§ Task directions: Reproduce each of the following rows verbatim, omitting the pictures from your answer.
------ Task data
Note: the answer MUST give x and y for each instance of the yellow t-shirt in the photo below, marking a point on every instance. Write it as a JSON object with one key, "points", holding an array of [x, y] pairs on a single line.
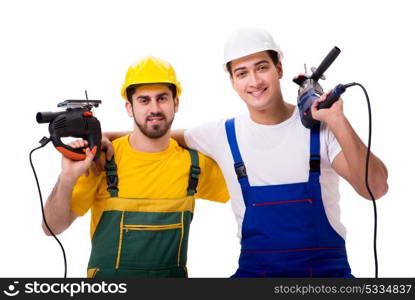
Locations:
{"points": [[148, 175]]}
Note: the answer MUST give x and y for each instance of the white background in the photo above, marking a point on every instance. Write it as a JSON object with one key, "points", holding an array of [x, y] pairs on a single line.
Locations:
{"points": [[54, 50]]}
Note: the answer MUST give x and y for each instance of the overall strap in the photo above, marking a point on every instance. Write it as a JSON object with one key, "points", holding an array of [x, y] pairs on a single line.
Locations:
{"points": [[194, 173], [112, 177], [314, 153], [237, 159]]}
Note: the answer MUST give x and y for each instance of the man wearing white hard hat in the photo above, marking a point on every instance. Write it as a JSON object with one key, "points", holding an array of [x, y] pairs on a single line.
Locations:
{"points": [[282, 177]]}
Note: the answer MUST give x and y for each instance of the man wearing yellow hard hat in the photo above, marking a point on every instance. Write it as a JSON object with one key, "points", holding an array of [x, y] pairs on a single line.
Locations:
{"points": [[142, 206]]}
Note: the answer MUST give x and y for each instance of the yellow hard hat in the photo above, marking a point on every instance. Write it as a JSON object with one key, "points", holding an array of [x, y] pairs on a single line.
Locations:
{"points": [[150, 70]]}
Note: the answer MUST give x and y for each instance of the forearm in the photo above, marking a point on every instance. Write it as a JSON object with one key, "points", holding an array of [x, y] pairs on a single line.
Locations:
{"points": [[57, 209], [355, 152]]}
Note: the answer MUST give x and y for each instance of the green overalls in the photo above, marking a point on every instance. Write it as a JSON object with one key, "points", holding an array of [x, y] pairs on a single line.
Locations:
{"points": [[139, 237]]}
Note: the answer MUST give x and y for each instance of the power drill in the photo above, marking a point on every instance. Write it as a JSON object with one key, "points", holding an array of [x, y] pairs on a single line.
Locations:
------------
§ Solution to the problem:
Note: the answer MUST give x and y for each instance of the yellow t-shirt in the photo below, marking a point on every instance. Write it as a JSON object with one key, "points", holding an array of [x, y] pairs on a single line.
Locations:
{"points": [[148, 175]]}
Note: the answer MUST give x and y for each instance of the white background in the photo above, marking a point on every instance. Write it as a JSON object with one key, "points", holding an array of [x, y] pairs on a single line.
Locations:
{"points": [[54, 50]]}
Note: the answer MUST give x and y for each instance of the overall strap in the photo above, marking a point on every instance. Write it as a JSON object with one key, "points", holding an array of [x, y] pairs on a single line.
Locations:
{"points": [[194, 173], [112, 177], [314, 153], [237, 159]]}
Note: the answer MUST give x and y for each instance of the man wearing white hard hat in the photo above, marking a point on every instance. Write it as a JSON object with one key, "points", holding an array of [x, y] pairs on a single line.
Locations:
{"points": [[282, 177]]}
Note: the answer MUST give x and y for each instance of the man wearing yellow hard hat in the photo above, marking a point on every instance. Write it as a JSON object with one key, "points", holding an array of [x, y] pairs on a single line.
Locations:
{"points": [[142, 206]]}
Note: the answer MUST give x and y for each instance of the yellow hard hat in the photo above, marking a point on every instance. Write it as a JSON object with one key, "points", holding an array of [x, y] pairs on a single line.
Locations:
{"points": [[150, 70]]}
Note: the answer MUST give x and y for each instance of the forearm in the photo above, marking a point on every instance. Write it as a JSON object with one key, "points", holding an array of [x, y] pairs on a single line.
Locations:
{"points": [[57, 209], [355, 152]]}
Note: the answer MUST give x and y for each instance of the green overalls in the photo above, marking a point on every instance. Write it as a JSON object with one key, "points", holding an array of [x, y] pairs on a single line.
Locations:
{"points": [[139, 237]]}
Note: the answer MUST give x and y for each instance of the power drill in the photo above, marking a point on every instance. Write it as a JSON object with one key, "points", holding an array of [x, y] pairs on a single line.
Locations:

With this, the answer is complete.